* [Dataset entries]

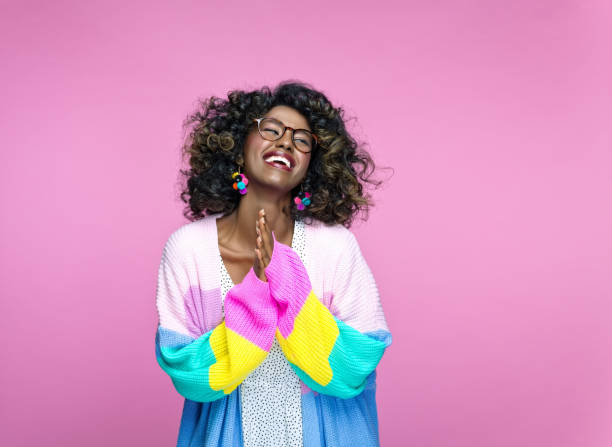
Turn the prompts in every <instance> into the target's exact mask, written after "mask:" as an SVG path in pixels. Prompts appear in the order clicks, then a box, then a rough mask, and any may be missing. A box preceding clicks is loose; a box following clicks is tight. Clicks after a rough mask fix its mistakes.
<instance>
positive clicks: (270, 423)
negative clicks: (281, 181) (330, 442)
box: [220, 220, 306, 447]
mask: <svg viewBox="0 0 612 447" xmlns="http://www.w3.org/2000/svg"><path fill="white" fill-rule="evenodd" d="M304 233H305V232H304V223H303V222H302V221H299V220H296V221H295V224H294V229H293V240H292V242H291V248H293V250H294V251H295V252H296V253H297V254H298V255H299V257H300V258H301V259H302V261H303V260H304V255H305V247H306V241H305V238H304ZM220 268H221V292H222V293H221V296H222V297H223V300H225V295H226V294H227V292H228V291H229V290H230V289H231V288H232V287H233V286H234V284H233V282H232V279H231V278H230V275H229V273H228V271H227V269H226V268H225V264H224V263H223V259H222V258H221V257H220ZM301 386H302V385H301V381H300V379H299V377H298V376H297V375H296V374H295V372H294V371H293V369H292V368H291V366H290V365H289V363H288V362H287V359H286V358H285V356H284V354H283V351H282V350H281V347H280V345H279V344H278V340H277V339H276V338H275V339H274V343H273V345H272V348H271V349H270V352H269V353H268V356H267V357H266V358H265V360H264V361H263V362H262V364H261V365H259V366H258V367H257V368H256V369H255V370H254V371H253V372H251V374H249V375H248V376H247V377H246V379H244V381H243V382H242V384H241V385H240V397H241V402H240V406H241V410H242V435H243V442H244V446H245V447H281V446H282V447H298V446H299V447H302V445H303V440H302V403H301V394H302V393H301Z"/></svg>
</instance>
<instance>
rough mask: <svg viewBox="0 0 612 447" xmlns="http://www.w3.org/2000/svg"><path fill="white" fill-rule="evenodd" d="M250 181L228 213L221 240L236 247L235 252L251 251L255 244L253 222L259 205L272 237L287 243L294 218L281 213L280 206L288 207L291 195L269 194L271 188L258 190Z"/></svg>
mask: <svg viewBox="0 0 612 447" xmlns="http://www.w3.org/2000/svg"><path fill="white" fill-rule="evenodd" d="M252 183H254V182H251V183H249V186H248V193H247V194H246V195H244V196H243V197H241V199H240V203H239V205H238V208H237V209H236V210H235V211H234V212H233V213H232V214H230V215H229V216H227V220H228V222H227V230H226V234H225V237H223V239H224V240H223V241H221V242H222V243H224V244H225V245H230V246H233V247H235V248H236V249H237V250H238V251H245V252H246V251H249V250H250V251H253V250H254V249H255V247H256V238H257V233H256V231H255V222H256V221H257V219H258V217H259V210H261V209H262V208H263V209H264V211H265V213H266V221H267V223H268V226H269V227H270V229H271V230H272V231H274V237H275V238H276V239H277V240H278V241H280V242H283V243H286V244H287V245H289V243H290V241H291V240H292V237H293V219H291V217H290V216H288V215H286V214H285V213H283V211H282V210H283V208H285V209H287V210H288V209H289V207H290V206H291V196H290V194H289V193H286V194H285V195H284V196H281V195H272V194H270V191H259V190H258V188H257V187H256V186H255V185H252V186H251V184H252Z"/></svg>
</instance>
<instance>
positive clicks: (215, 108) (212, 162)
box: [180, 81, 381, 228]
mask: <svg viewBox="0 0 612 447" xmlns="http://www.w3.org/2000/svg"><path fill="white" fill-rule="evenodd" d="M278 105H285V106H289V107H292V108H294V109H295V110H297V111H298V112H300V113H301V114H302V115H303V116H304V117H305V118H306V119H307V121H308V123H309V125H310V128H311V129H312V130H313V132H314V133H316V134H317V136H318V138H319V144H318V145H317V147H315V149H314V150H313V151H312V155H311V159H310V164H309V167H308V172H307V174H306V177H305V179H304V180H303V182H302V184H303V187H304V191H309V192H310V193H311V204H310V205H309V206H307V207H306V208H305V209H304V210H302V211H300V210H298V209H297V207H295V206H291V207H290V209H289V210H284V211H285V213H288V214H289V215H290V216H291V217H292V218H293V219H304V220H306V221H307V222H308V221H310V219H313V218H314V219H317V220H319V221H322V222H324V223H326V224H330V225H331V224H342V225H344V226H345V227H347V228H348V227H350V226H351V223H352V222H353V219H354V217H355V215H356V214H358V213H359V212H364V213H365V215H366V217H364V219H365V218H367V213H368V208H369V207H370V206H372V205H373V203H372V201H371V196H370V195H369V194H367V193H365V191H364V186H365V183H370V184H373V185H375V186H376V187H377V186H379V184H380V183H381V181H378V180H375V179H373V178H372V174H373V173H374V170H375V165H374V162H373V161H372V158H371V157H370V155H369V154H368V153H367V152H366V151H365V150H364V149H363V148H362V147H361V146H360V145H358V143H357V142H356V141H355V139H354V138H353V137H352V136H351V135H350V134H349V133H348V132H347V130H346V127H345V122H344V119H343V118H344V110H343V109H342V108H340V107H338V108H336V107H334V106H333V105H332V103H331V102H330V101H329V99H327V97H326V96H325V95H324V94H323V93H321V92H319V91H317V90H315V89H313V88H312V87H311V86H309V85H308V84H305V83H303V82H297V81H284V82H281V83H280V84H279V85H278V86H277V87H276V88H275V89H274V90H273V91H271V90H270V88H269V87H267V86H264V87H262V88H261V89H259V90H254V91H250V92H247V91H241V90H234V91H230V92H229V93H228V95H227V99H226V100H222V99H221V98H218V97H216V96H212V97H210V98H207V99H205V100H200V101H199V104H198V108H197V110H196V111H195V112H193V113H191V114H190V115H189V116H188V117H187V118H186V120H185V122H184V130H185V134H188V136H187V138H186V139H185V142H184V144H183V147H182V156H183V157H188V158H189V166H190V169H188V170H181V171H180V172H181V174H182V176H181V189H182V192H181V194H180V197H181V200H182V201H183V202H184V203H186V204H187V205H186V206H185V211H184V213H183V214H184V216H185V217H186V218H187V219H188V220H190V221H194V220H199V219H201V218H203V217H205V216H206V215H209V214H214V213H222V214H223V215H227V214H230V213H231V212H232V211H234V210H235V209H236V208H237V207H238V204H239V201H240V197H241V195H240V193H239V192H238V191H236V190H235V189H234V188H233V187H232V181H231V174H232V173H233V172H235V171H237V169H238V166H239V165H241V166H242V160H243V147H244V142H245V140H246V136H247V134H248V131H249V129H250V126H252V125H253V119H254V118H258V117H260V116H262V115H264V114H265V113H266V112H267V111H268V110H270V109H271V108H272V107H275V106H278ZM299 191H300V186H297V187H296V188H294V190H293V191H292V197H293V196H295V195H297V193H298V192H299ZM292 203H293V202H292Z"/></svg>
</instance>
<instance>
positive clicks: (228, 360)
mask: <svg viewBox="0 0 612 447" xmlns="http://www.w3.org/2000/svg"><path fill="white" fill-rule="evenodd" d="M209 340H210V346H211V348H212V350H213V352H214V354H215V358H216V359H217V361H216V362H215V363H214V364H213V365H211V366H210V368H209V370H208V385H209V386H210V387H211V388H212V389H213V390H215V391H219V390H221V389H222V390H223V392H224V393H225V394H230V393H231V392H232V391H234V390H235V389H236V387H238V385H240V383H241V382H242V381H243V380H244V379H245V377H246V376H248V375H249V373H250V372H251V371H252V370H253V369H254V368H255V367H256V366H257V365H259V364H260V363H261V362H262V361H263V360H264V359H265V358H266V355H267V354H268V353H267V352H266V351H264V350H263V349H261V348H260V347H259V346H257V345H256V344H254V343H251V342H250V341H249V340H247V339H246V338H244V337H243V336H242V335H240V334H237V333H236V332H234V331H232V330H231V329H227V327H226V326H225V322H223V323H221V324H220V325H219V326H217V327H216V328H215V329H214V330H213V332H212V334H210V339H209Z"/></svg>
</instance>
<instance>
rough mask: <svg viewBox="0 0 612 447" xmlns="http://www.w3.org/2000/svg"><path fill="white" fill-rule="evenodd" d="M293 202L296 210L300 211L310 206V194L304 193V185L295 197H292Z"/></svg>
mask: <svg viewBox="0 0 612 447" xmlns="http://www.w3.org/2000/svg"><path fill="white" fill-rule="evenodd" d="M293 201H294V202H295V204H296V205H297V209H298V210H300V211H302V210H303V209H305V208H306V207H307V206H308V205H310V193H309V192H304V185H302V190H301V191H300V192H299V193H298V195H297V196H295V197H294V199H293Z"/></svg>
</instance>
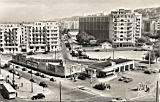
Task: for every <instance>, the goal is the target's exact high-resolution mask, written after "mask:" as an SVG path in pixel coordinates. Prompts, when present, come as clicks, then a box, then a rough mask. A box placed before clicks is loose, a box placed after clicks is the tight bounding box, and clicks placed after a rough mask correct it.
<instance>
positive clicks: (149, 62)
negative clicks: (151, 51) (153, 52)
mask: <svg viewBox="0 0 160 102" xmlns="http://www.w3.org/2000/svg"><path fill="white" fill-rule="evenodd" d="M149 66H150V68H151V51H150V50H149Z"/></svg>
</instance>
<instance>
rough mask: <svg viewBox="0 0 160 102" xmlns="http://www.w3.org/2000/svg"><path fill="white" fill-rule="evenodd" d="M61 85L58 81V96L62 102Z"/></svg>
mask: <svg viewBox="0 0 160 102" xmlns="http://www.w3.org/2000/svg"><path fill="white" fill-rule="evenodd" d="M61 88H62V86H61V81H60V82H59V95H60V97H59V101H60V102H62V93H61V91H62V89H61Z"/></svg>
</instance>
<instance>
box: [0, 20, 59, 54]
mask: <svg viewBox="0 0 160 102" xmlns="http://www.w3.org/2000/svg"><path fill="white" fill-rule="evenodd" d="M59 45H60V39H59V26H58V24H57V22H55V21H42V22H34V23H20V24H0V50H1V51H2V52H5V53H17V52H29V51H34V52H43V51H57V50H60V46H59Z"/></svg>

--

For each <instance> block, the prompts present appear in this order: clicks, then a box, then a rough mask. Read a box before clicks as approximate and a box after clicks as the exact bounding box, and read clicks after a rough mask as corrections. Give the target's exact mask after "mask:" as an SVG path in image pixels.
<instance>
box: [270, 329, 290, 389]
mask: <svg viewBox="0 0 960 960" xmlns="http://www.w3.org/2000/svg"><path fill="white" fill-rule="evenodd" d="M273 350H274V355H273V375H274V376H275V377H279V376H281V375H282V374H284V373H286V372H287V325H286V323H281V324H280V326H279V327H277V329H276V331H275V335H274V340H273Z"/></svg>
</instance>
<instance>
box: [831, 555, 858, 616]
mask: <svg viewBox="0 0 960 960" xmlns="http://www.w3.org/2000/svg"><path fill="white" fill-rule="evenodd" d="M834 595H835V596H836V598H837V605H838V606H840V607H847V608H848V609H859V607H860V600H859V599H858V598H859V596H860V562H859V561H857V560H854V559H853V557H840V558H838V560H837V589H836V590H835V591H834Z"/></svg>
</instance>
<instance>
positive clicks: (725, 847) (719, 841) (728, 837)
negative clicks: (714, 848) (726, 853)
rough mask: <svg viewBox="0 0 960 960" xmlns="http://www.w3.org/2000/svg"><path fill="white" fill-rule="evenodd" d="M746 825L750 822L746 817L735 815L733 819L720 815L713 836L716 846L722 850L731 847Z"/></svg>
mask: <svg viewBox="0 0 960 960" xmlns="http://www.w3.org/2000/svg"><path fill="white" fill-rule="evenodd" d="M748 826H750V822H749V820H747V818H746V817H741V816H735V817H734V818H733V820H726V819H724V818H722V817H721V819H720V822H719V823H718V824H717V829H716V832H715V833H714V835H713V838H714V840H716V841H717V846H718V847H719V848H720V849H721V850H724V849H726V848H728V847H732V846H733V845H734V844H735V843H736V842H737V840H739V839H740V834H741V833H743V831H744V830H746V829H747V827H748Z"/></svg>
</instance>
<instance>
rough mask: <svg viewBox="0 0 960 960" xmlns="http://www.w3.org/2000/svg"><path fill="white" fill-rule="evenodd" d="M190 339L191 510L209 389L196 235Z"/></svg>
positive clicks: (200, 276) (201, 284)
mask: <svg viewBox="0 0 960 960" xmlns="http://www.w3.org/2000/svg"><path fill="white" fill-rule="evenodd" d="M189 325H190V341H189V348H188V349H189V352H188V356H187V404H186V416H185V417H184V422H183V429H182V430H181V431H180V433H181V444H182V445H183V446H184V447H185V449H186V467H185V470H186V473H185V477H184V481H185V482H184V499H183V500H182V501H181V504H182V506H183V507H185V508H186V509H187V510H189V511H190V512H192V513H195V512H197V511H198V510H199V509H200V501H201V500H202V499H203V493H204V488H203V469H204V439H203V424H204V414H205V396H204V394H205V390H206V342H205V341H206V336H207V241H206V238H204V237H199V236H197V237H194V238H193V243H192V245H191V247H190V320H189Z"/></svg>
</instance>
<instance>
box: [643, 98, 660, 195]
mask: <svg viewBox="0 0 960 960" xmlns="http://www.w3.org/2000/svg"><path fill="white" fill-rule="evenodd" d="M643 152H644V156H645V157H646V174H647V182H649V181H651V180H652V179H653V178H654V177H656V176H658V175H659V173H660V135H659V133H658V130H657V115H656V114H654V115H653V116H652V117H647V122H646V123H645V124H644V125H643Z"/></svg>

* [Task statement]
Show every line of the records above that contains the string "exact". Matching is case-sensitive.

* [Response area]
Turn the prompts in every <instance> into the target's exact mask, written after "mask:" as an SVG path in pixels. Prompts appear in the order clicks, then a box, then a rough mask, and any may be missing. A box preceding clicks is loose; a box following clicks is tight. Clicks after a rough mask fix its mistakes.
Task: for every <instance>, the goal is the target's exact high-resolution mask, written after "mask:" as an SVG path in pixel coordinates. Prompts, when present, come as clicks, then a box, then a rough mask. A box placed before clicks is loose, a box placed after clicks is the tight bounding box, and clicks placed after a rough mask correct it.
For each <instance> block, the prompts present appear in this order: clicks, then a box, then a rough mask. Read a box before clicks as approximate and a box after clicks as the exact bounding box, and read clicks after a rough mask as corrections. Give the target's exact mask after "mask:" as an SVG path in image pixels.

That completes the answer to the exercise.